───── SOURCE DOCUMENT ─────

4. To represent in verbal form; to depict: Henry was able to render a written explanation for being late to the business meeting.
5. In computer science, to convert graphics from a file into a visual form; as on a video display: Martin's friend bought a new computer program that would render his graphics into a DVD format.
6. To express in another language or form; to translate: Marissa had to pay a professional translator to render the text of her new book from its original English to Italian for distribution in Italy.
renderable (adjective) (not comparable)
1. Able to present for consideration or approval: At the staff meeting a few opinions and ideas were renderable regarding the class trips the following year.
2. Possible to express in a different linguistic communication: The text was renderable or translatable in any foreign language.
renderer (s) (noun), renderers (pl)
Someone who causes something to exist: "A software renderer made it possible for the computer hardware to process and to generate a visual image of the model that was proposed."
render-set, renderset (verb), render-sets; render-set; render-setting
To cover with two coats of plaster: "The painter render-set the walls so they will now look smooth and more attractive."
rendition (s) (noun), renditions (pl)
1. The act of interpreting something as expressed in an artistic performance: "The musicians presented a rendition of music that the audience considered extraordinary."
2. A translation of a literary work into another language: "Henry was asked if he had read the Italian rendition of the original Shakespeare verse."
3. An explanation of something that is not immediately obvious: "Imitations are often utilized to provide a more accurate rendition of a child's intended meaning."

A rendition of information about rendition

The core meaning of "rendition" is "the act or result of rendering", taking us back to the verb "to render", which derives from the Latin rendere, meaning "to give back".

Render is a verb with many senses, but the relevant ones for us now are "to produce, hand over, surrender, or submit". The noun "rendition", which first appeared in English in the early 17th century, originally meant "the surrender of a garrison, place, or thing", a bit later including the surrender or forcible return of a person; such as, escaped slaves were often "rendered" (returned to their owners) by northern U.S. states before the Civil War.

Subsequent senses of "rendition" developed by the 19th century focused more on the "give" sense of "render", and "rendition" in the popular speech of the 20th century usually meant a musician's or a singer's "treatment" of a song.

—Compiled with some revisions of excerpts by Evan Morris,
The Word Detective, April 15, 2006.
surrender (verb), surrenders; surrendered; surrendering
1. To relinquish possession or control of to another because of demand or compulsion: Irvin hates to surrender his favorite book back to the library, but he doesn’t want to pay the overdue fine.
2. To give up or to give back something that has been granted: As part of the court settlement, the farmer agreed to surrender part of his contractual right to the deciduous trees on his land.
3. In law, to restore an estate, for example; especially, to give up a lease before the expiration of the term: The renter agreed to surrender her two year lease of the apartment so she would be able to purchase a new home somewhere else.
4. Etymology: from 1441, "to give something up", from Old French surrendre, "to give up, to deliver over"; from sur-, "over" + rendre, "to give back".
surrenderee (s) (noun), surrenderees (pl)
Someone who receives the relinquishment of property, power, etc. from another person: "The sergeant served as the surenderee when the renegade captain agreed to surrender his arms."
surrenderer (s) (noun) (usually only singular)
A person who yields or gives up and stops fighting or resisting: The surrenderer ordered all of his followers to lay down their arms and pledge allegiance to the king.
surrenderor (s) (noun), surrenderors (pl)
Someone who gives up an estate or lease: Roy was a surrenderor of property into the hands of a higher authority in his city.
unsurrendered (adjective) (not comparative)
Not given up to or delivered: When the time came for delivery, the unsurrendered prize was not sent to the winner.

─────

## CHECK YOUR UNDERSTANDING
1. Copy word for word the passage of the dictionary entries from "A person who" up to and including "to the king.".
2. Answer these questions about the dictionary entries:
(a) From which Latin word does the verb "to render" derive?
(b) When did the noun "rendition" first appear in English?
(c) What year does the etymology give for "surrender"?

───── ENTRIES PROVIDED ─────

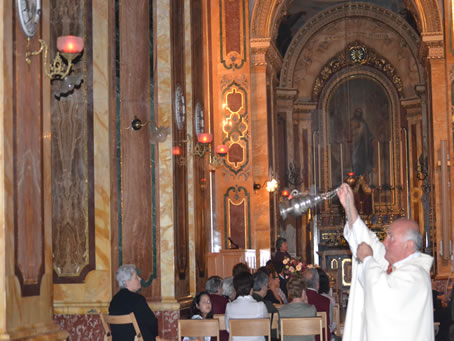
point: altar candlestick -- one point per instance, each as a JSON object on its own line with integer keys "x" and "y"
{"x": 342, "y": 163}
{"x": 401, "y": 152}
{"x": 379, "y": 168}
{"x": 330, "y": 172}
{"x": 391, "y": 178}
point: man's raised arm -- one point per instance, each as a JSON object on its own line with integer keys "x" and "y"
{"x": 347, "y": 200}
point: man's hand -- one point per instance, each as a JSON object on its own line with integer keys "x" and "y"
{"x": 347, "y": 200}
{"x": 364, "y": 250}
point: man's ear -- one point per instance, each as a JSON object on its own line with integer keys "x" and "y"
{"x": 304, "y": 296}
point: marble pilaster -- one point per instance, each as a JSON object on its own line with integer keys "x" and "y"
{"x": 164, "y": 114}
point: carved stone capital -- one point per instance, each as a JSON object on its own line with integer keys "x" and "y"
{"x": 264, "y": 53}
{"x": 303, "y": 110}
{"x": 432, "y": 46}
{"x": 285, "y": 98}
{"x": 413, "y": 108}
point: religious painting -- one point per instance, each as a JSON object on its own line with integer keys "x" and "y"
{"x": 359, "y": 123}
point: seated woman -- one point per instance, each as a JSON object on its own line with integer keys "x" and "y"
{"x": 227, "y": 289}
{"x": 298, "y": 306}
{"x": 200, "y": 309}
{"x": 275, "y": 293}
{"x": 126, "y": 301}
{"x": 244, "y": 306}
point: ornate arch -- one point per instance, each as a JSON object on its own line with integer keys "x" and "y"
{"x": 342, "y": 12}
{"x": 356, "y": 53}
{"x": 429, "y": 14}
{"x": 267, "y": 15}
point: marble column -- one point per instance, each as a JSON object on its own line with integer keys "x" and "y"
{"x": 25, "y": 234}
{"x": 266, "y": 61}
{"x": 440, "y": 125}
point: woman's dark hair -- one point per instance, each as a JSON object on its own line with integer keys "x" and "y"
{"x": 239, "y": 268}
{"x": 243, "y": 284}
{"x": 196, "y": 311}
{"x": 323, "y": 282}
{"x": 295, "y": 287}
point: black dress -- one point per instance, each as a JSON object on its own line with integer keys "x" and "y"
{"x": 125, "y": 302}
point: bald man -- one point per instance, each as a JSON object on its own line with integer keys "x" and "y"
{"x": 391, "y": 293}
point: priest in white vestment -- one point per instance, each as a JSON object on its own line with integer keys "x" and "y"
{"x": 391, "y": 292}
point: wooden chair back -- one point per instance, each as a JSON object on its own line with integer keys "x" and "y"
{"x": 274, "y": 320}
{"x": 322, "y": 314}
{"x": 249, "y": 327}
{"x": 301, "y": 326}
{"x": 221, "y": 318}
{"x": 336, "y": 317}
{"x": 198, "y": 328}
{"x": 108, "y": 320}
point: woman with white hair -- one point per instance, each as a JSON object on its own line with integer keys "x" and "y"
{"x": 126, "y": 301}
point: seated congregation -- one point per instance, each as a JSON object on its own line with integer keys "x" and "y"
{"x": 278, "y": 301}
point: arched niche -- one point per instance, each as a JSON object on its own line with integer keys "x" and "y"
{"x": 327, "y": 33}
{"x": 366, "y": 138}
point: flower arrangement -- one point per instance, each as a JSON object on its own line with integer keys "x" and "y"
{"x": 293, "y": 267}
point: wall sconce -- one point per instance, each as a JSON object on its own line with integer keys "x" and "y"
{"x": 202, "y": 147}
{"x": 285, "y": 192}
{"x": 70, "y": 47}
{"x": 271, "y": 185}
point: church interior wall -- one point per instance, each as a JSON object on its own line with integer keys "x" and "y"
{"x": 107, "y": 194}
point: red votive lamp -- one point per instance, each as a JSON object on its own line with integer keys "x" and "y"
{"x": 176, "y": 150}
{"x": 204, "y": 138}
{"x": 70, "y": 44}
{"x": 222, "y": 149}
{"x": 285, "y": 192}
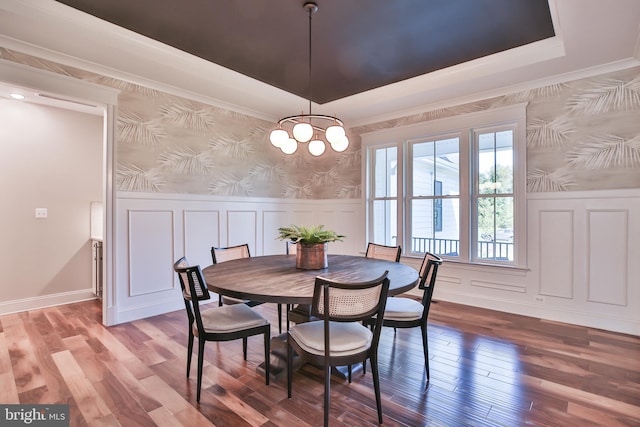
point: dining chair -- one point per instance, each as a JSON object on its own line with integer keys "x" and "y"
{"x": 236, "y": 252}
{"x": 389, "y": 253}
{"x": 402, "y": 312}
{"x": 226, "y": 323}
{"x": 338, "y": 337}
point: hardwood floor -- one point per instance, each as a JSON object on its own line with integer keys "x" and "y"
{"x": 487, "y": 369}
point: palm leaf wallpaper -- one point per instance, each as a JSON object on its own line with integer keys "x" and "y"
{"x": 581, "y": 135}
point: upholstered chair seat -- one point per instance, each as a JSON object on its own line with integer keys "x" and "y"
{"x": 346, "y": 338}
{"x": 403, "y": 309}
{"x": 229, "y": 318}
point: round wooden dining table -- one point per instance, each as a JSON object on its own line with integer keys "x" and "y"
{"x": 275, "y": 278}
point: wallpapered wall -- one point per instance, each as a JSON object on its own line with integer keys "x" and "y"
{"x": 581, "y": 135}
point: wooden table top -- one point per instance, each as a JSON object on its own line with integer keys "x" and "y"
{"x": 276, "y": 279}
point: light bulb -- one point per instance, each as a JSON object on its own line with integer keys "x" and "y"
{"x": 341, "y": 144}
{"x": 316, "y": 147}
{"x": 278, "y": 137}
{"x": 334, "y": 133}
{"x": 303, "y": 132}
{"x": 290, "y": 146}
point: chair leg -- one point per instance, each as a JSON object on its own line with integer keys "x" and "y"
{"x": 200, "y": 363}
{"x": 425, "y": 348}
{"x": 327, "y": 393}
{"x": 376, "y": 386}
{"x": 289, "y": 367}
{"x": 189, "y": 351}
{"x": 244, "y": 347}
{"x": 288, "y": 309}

─────
───── ENTRIES PROVIDED ─────

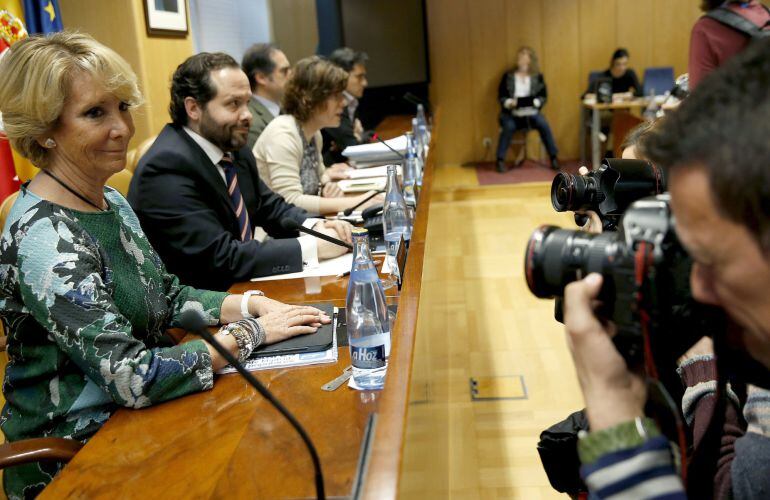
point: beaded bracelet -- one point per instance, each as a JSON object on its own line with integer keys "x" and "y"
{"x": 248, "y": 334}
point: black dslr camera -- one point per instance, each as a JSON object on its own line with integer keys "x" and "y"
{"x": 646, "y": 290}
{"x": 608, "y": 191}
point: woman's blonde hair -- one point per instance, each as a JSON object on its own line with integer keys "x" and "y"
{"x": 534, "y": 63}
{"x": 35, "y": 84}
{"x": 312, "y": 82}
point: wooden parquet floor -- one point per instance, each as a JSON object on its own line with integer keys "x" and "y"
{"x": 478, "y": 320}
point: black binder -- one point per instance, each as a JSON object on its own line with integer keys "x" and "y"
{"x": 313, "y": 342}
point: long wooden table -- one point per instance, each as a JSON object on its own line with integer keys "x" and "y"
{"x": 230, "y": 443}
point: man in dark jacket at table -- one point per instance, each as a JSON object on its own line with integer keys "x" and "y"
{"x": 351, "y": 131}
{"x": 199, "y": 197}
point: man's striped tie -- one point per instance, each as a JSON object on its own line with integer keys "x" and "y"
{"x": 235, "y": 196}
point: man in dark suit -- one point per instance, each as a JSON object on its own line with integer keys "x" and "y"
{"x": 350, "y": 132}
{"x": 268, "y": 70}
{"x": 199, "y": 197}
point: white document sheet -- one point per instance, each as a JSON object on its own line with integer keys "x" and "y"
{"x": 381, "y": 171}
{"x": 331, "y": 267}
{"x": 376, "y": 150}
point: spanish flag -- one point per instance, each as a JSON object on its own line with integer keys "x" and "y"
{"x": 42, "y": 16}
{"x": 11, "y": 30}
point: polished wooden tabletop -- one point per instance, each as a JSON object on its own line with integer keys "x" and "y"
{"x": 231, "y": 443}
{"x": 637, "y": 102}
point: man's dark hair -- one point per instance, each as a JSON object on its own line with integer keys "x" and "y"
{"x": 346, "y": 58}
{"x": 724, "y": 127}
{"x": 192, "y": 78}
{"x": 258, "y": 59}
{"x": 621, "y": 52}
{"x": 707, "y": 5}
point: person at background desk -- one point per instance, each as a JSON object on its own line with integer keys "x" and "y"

─────

## RESPONSE LIST
1.
A person who yields or gives up and stops fighting or resisting: The surrenderer ordered all of his followers to lay down their arms and pledge allegiance to the king.

2.
(a) Rendere, meaning "to give back"
(b) In the early 17th century
(c) 1441